DIRECTIVE:
Select every line of the records that contains the word "board" and copy each one out.

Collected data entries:
* * *
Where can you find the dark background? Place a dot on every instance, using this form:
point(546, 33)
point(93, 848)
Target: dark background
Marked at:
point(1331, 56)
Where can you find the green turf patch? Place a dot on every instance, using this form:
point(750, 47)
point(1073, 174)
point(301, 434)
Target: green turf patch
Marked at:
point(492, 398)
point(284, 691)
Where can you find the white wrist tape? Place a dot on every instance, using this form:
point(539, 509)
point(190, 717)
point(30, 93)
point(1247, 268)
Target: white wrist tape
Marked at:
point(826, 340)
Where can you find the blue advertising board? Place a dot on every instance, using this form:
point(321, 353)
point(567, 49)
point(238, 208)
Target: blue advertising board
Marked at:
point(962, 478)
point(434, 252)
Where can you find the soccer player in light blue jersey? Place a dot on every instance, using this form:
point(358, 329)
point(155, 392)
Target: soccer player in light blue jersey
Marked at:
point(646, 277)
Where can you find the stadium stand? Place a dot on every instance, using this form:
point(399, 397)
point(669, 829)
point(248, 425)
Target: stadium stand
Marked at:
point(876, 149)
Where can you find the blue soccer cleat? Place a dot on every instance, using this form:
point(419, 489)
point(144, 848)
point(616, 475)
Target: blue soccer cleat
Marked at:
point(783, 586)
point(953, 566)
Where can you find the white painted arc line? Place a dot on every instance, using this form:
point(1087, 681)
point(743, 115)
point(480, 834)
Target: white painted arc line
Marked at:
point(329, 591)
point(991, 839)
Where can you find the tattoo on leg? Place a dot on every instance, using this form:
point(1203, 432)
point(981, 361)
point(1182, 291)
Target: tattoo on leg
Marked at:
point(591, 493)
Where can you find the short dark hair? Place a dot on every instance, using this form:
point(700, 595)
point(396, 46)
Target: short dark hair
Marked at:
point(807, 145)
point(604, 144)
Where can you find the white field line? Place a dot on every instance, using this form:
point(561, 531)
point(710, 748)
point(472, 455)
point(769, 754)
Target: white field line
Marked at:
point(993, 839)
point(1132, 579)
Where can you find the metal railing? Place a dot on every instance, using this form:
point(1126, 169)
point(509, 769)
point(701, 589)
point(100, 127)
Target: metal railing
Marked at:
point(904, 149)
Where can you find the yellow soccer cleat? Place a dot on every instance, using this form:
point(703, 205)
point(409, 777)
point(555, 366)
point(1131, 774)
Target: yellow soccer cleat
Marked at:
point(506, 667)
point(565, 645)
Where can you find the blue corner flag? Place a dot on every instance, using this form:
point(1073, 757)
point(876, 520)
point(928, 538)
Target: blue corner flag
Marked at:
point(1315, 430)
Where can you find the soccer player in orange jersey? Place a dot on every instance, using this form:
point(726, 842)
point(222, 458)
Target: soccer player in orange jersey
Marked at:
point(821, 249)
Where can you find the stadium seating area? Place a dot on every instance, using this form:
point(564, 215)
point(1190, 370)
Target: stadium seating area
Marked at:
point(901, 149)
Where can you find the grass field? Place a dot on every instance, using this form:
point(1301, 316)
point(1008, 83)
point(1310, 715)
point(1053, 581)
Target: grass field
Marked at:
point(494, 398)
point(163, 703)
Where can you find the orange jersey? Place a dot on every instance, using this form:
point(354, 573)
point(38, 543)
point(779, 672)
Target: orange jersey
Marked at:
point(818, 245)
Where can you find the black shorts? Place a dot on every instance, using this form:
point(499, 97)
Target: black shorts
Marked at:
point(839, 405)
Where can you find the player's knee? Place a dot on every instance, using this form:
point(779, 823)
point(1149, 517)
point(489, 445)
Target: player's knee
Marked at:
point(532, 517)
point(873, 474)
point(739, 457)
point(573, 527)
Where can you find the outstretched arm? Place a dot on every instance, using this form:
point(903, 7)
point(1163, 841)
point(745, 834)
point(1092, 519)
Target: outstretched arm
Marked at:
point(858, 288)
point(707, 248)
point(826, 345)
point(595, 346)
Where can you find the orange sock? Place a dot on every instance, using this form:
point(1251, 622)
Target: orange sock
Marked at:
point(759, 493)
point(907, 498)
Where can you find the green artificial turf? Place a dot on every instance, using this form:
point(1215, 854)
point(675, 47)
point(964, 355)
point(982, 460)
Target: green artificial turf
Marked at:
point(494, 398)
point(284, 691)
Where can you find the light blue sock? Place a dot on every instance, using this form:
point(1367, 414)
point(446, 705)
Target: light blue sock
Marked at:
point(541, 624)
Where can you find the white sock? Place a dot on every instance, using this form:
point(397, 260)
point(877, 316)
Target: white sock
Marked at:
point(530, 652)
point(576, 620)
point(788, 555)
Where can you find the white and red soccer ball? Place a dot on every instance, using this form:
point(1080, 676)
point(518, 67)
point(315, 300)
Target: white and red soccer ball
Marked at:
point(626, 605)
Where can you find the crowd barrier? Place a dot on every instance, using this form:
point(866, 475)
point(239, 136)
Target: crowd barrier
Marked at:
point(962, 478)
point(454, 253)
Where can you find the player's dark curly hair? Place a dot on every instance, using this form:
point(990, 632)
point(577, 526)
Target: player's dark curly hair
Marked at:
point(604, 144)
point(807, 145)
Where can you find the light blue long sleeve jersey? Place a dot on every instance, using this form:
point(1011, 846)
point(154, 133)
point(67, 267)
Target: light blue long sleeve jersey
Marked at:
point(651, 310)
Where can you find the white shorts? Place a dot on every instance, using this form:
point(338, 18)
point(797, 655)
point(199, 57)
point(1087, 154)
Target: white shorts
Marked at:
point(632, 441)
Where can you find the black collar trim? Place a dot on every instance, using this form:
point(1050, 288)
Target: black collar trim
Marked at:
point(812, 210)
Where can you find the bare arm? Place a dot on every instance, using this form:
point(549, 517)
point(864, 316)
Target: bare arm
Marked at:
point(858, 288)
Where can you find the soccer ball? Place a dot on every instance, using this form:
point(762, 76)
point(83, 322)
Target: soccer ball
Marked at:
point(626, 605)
* * *
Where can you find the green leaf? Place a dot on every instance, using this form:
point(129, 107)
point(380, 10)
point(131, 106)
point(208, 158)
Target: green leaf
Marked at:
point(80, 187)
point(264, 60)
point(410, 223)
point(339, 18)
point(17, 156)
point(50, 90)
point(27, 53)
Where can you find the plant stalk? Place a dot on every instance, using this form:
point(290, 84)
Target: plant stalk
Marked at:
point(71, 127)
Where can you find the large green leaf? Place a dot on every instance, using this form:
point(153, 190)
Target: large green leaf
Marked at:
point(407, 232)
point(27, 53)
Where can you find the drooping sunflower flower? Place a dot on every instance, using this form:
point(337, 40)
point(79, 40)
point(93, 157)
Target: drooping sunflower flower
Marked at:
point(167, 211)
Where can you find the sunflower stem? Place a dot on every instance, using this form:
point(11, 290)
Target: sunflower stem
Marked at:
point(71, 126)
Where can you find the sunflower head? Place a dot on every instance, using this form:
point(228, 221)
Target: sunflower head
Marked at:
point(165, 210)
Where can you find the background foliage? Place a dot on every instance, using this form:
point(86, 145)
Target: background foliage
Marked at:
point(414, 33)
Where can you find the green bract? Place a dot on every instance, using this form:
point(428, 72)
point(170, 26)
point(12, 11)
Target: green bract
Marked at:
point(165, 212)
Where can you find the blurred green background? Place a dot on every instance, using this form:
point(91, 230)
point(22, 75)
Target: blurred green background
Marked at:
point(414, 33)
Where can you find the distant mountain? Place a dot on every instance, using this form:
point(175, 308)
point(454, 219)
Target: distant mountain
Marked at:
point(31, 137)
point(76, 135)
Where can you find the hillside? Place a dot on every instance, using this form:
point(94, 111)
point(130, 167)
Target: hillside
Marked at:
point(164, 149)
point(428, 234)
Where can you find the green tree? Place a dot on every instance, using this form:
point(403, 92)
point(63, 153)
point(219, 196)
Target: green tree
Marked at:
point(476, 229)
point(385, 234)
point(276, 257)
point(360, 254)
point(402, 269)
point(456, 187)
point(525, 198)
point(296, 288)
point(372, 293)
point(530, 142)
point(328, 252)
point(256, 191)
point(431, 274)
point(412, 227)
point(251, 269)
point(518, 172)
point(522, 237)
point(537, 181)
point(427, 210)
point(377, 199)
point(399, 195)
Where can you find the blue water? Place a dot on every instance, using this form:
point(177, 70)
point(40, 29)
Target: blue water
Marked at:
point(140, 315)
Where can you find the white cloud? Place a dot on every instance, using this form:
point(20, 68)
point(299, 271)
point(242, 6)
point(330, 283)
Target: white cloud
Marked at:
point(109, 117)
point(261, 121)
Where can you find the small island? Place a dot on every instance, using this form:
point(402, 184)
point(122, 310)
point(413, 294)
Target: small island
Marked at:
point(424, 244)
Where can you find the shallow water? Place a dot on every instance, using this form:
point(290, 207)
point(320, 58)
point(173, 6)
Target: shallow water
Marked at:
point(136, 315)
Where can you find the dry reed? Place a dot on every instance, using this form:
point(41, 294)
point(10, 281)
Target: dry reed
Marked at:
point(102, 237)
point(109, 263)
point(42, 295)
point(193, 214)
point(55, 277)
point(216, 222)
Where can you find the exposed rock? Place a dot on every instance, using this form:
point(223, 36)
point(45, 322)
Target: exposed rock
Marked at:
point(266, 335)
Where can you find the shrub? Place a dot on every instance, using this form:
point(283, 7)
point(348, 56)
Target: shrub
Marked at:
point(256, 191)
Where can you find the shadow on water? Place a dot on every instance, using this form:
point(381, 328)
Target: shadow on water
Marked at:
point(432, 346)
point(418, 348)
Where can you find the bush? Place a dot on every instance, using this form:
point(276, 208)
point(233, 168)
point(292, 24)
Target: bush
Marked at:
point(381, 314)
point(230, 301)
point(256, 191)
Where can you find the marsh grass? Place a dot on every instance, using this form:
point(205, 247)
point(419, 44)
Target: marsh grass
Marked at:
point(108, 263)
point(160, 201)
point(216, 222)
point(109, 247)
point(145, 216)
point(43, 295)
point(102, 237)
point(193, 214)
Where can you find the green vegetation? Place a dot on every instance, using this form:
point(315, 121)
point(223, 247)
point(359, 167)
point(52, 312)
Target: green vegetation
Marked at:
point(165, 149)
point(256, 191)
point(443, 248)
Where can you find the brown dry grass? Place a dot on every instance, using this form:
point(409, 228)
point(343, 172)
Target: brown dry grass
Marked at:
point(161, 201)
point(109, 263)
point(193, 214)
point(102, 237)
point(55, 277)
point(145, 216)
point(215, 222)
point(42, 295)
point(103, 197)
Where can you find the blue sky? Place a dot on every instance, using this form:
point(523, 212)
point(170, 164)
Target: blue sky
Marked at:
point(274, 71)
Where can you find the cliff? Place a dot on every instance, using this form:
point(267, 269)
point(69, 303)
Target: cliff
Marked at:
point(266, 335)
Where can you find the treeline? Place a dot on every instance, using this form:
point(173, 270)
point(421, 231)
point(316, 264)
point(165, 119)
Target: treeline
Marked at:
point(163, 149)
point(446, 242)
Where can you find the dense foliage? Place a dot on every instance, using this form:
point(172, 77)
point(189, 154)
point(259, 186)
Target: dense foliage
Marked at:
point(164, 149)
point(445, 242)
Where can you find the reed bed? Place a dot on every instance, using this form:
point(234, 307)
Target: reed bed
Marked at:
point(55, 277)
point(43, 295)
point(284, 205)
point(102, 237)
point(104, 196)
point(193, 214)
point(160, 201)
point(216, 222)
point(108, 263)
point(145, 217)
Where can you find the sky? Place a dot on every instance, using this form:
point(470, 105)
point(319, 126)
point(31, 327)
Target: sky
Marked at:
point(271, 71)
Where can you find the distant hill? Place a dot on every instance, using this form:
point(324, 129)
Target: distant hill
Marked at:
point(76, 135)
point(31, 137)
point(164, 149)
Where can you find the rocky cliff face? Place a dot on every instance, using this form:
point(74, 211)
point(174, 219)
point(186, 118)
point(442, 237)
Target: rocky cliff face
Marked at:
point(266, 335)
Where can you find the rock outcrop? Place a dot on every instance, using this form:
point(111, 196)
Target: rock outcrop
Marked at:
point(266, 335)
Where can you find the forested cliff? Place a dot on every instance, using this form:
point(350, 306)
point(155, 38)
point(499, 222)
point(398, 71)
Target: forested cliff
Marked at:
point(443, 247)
* * *
ANSWER TO THIS EXERCISE:
Where can you find the blue advertising board? Place a dot on every instance, using this form:
Target: blue advertising board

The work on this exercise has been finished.